RECORDS TO PROCESS:
------------------------------------------------

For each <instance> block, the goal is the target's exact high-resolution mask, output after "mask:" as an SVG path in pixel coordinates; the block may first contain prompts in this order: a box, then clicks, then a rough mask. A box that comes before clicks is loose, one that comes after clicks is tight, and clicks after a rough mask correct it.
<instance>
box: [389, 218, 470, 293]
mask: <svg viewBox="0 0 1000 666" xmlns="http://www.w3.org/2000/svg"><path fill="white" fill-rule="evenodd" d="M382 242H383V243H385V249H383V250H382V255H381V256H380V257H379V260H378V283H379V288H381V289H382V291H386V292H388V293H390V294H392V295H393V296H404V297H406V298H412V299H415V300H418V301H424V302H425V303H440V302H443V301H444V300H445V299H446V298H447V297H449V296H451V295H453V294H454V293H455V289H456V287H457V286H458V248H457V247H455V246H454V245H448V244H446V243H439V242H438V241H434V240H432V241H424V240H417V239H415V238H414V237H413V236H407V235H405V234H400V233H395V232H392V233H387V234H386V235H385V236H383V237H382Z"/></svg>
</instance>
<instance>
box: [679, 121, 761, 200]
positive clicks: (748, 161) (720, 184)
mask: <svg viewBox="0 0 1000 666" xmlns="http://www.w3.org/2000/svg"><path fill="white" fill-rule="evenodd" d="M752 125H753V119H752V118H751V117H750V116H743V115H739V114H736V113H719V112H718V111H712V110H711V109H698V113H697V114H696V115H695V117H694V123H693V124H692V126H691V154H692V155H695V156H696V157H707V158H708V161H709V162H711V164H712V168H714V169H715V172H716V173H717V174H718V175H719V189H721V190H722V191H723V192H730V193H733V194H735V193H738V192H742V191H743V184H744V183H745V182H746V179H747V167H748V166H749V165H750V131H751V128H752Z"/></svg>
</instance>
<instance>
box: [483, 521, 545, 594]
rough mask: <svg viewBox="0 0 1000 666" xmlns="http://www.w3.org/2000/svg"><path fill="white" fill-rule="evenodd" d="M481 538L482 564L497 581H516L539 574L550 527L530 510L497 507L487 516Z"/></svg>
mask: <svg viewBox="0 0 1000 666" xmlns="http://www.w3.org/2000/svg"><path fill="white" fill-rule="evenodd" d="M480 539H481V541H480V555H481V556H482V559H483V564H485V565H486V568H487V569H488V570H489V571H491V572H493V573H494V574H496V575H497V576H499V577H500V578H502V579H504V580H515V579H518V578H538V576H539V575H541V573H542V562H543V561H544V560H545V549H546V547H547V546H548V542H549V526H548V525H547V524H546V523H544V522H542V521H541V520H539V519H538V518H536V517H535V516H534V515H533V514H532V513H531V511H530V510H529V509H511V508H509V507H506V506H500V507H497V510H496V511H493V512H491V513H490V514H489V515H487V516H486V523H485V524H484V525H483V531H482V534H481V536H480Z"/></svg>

------------------------------------------------

ABOUT THIS TASK: Write the listing out again, matching every line exactly.

TASK OUTPUT:
For each <instance> block, the goal is the target's exact high-resolution mask, output after "mask:" as an SVG path in pixel coordinates; the block may first contain prompts in this order: a box, then clicks, then a rough mask. A box that comes before clicks is loose, one that comes after clicks is tight, and clicks after a rough mask correct it.
<instance>
box: [389, 218, 470, 293]
mask: <svg viewBox="0 0 1000 666" xmlns="http://www.w3.org/2000/svg"><path fill="white" fill-rule="evenodd" d="M382 242H383V243H385V249H383V250H382V255H381V256H380V257H379V260H378V283H379V288H381V289H382V291H386V292H388V293H390V294H392V295H393V296H404V297H406V298H412V299H415V300H418V301H424V302H425V303H440V302H443V301H444V300H445V299H446V298H447V297H449V296H451V295H453V294H454V293H455V289H456V287H457V286H458V248H457V247H455V246H454V245H448V244H446V243H439V242H438V241H434V240H432V241H424V240H417V239H415V238H414V237H413V236H407V235H405V234H400V233H395V232H392V233H387V234H386V235H385V236H383V237H382Z"/></svg>
</instance>
<instance>
box: [679, 121, 761, 200]
positive clicks: (748, 161) (720, 184)
mask: <svg viewBox="0 0 1000 666" xmlns="http://www.w3.org/2000/svg"><path fill="white" fill-rule="evenodd" d="M752 125H753V119H752V118H751V117H750V116H743V115H739V114H736V113H719V112H718V111H712V110H711V109H698V113H697V114H696V115H695V117H694V123H693V124H692V126H691V154H692V155H695V156H696V157H707V158H708V161H709V162H711V164H712V168H714V169H715V172H716V173H717V174H718V175H719V189H721V190H722V191H723V192H730V193H733V194H735V193H738V192H742V191H743V184H744V183H745V182H746V179H747V167H748V166H749V165H750V131H751V128H752Z"/></svg>
</instance>
<instance>
box: [483, 521, 545, 594]
rough mask: <svg viewBox="0 0 1000 666" xmlns="http://www.w3.org/2000/svg"><path fill="white" fill-rule="evenodd" d="M481 538L482 564L497 581H516L539 574L550 527L530 510L497 507L487 516Z"/></svg>
mask: <svg viewBox="0 0 1000 666" xmlns="http://www.w3.org/2000/svg"><path fill="white" fill-rule="evenodd" d="M480 539H481V541H480V555H481V556H482V559H483V564H485V565H486V568H487V569H488V570H489V571H491V572H493V573H494V574H496V575H497V576H499V577H500V578H502V579H504V580H515V579H518V578H538V576H539V575H541V573H542V562H543V561H544V560H545V549H546V547H547V546H548V542H549V526H548V525H547V524H546V523H544V522H542V521H541V520H539V519H538V518H536V517H535V516H534V515H533V514H532V513H531V511H530V510H529V509H511V508H509V507H506V506H500V507H497V510H496V511H493V512H491V513H490V514H489V515H487V516H486V523H485V524H484V525H483V531H482V534H481V536H480Z"/></svg>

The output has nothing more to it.